◆ Portion of a data file:
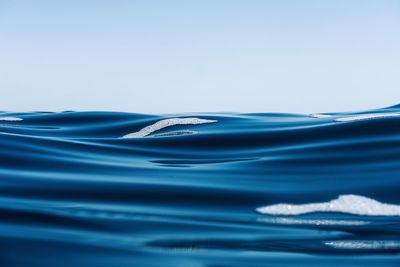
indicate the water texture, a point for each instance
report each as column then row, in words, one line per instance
column 206, row 189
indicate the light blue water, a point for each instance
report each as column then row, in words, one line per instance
column 73, row 192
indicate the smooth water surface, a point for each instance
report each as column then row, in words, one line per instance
column 122, row 189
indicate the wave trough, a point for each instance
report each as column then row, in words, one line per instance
column 122, row 189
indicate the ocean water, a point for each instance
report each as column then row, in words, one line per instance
column 205, row 189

◆ Aim: Return all of the items above verbatim, line for line, and omit the pictures.

◆ Final result:
indicate the water texture, a point for each instance
report each as column then row, in words, one line per instance
column 206, row 189
indicate the light blue water, a point for each instance
report each as column then row, in words, one line per instance
column 73, row 192
indicate the smooth water surface, a point for each instance
report each as column then row, in words, one line per instance
column 122, row 189
indicate the wave trough, a point for each instance
report each as column then row, in words, one line per instance
column 122, row 189
indicate the ocean water, a point for each instance
report each as column then row, in words, one line per instance
column 205, row 189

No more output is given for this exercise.